Work instructions: From the Grand Parade exhibition page, output the passage that begins at the words "Open everyday except" and ends after "Concessions: € 7.", copied character for character.

Selected passage:
Start

Home > Current events > The Grand Parade Portrait Of The Artist As A Clown

THE GRAND PARADE
Portrait of the Artist as a Clown

From March 11 to 31 May 31 2004

From Chardin to Cindy Sherman, 200 major works
focus on the image and status of the Artist in society

Henri de Toulouse-Lautrec The Clowness Cha-U-Kao 1895
Oil on board 54 x 49 Musée d'Orsay, Paris.

 

Galeries nationales du Grand Palais

Square Jean Perrin entrance
75008 Paris

Information

Tél : 01 44 13 17 17
site : www.rmn.fr/parade

Hours

Open everyday except tuesdays, from 10 am to 8 pm,
Wednesday till 10 pm Closed May 1st

Curator

Jean Clair, Director of the Musée Picasso, Paris

Admission prices

From 10 a.m. to 1 p.m. with bookings : full price € 10.1.
From 1 p.m. without bookings: full price € 9. Concessions: € 7.

End

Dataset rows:
Start

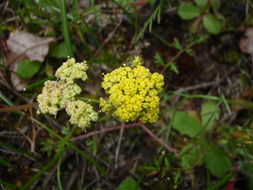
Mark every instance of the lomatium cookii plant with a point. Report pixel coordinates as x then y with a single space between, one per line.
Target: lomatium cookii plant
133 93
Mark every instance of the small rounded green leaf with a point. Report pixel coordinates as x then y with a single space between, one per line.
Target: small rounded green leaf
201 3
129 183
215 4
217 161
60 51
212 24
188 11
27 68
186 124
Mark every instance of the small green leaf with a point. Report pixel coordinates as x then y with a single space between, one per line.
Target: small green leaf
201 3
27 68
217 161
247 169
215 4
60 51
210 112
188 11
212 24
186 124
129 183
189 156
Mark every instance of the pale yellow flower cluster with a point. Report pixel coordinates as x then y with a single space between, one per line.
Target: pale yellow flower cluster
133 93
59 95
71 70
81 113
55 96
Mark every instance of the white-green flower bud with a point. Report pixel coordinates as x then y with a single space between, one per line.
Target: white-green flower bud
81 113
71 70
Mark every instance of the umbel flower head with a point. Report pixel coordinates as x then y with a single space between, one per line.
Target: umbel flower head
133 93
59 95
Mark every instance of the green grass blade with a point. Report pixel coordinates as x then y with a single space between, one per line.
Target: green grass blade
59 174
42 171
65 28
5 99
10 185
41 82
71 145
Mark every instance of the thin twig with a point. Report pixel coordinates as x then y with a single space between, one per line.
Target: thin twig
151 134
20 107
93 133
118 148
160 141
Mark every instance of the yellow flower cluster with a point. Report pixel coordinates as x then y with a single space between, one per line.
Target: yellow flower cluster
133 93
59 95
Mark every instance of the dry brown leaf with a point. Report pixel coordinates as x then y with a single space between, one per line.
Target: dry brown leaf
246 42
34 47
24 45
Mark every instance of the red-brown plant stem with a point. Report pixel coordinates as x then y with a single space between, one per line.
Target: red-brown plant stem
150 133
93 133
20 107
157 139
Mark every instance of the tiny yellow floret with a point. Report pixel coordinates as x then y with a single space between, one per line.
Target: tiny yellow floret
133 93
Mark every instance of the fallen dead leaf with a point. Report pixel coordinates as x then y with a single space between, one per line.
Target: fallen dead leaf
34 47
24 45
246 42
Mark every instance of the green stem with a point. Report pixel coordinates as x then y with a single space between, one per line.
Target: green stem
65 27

End
Start

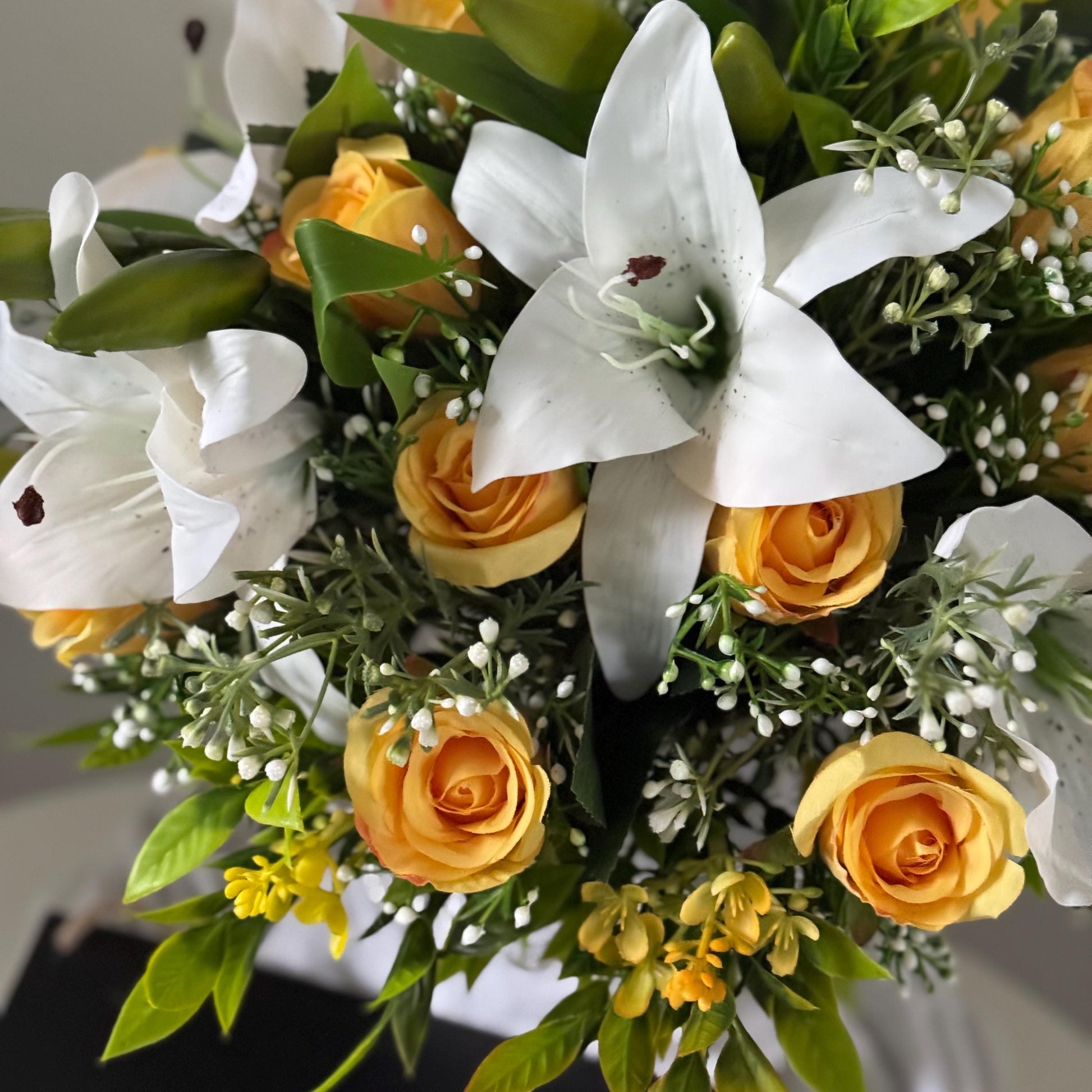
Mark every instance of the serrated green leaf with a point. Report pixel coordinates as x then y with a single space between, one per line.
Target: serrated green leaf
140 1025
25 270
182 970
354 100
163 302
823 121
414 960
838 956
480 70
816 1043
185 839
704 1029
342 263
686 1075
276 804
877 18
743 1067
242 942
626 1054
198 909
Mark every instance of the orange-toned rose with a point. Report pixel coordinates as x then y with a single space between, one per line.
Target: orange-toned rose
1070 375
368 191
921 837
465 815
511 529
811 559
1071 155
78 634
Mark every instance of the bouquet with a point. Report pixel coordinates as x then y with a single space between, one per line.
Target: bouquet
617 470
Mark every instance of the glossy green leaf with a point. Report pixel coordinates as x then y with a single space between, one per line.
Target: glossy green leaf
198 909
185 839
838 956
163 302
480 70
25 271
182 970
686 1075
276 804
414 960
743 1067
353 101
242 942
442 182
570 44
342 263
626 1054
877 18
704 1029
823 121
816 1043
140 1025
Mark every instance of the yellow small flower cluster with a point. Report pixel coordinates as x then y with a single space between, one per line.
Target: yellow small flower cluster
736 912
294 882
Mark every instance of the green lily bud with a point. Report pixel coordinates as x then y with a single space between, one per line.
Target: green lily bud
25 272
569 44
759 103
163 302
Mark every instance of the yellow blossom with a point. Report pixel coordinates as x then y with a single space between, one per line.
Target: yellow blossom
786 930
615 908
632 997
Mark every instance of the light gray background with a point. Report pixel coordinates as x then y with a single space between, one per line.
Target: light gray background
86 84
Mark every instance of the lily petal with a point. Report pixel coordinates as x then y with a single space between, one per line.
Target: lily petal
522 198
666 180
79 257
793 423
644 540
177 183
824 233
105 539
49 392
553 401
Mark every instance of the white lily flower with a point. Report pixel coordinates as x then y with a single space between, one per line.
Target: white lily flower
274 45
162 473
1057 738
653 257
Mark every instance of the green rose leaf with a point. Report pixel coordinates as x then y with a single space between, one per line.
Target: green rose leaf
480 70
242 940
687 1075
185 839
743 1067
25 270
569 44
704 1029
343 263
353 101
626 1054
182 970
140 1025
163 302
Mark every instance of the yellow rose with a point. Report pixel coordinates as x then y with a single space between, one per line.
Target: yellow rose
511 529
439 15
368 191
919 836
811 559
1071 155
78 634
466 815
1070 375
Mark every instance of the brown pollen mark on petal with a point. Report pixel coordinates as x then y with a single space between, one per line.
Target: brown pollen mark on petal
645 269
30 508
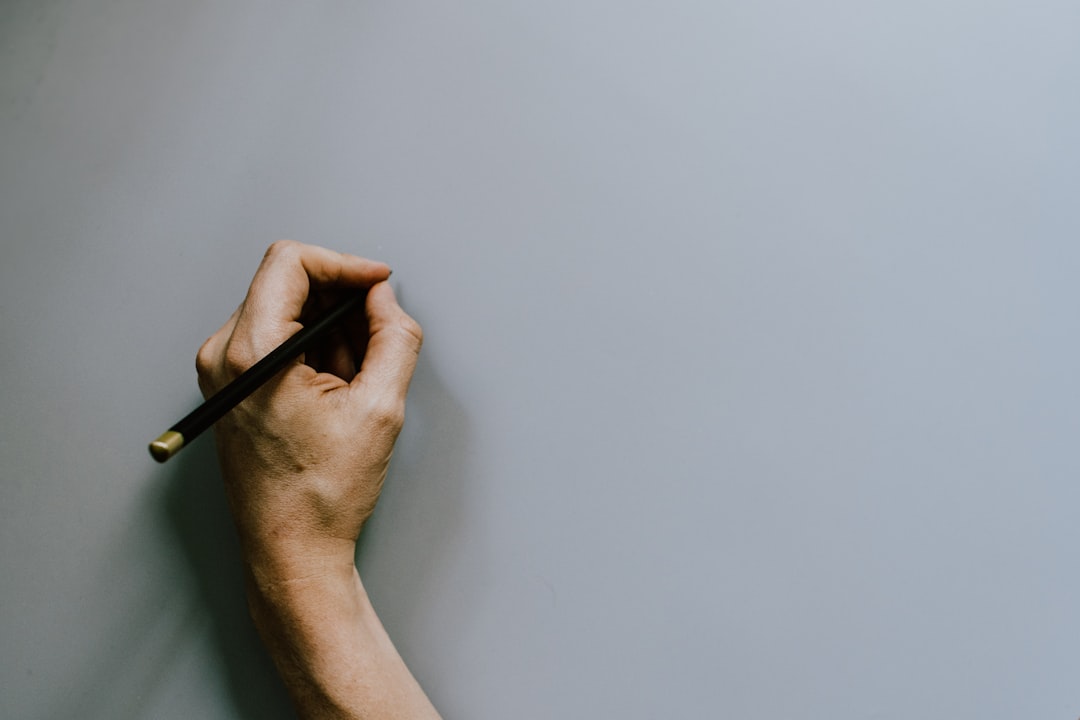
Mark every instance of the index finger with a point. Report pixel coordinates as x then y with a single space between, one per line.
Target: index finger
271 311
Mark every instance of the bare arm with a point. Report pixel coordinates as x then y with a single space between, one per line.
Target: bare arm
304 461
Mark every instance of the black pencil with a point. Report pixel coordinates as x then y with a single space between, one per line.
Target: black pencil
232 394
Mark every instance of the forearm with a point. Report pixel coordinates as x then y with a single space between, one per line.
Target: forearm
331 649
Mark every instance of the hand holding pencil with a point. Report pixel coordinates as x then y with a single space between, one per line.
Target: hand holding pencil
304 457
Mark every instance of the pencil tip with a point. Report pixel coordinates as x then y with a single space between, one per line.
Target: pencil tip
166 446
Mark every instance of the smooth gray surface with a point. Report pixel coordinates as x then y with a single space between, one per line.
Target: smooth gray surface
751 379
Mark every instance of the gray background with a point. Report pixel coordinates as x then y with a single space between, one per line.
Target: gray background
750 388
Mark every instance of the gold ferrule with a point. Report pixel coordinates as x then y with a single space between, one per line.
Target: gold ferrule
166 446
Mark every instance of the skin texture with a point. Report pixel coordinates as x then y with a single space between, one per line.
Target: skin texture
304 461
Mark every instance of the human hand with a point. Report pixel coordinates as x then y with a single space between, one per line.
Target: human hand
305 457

End

Solution for this task:
Open everyday except tuesdays, from 10 am to 8 pm,
Wednesday till 10 pm Closed May 1st

Curator

Jean Clair, Director of the Musée Picasso, Paris

Admission prices

From 10 a.m. to 1 p.m. with bookings : full price € 10.1.
From 1 p.m. without bookings: full price € 9. Concessions: € 7.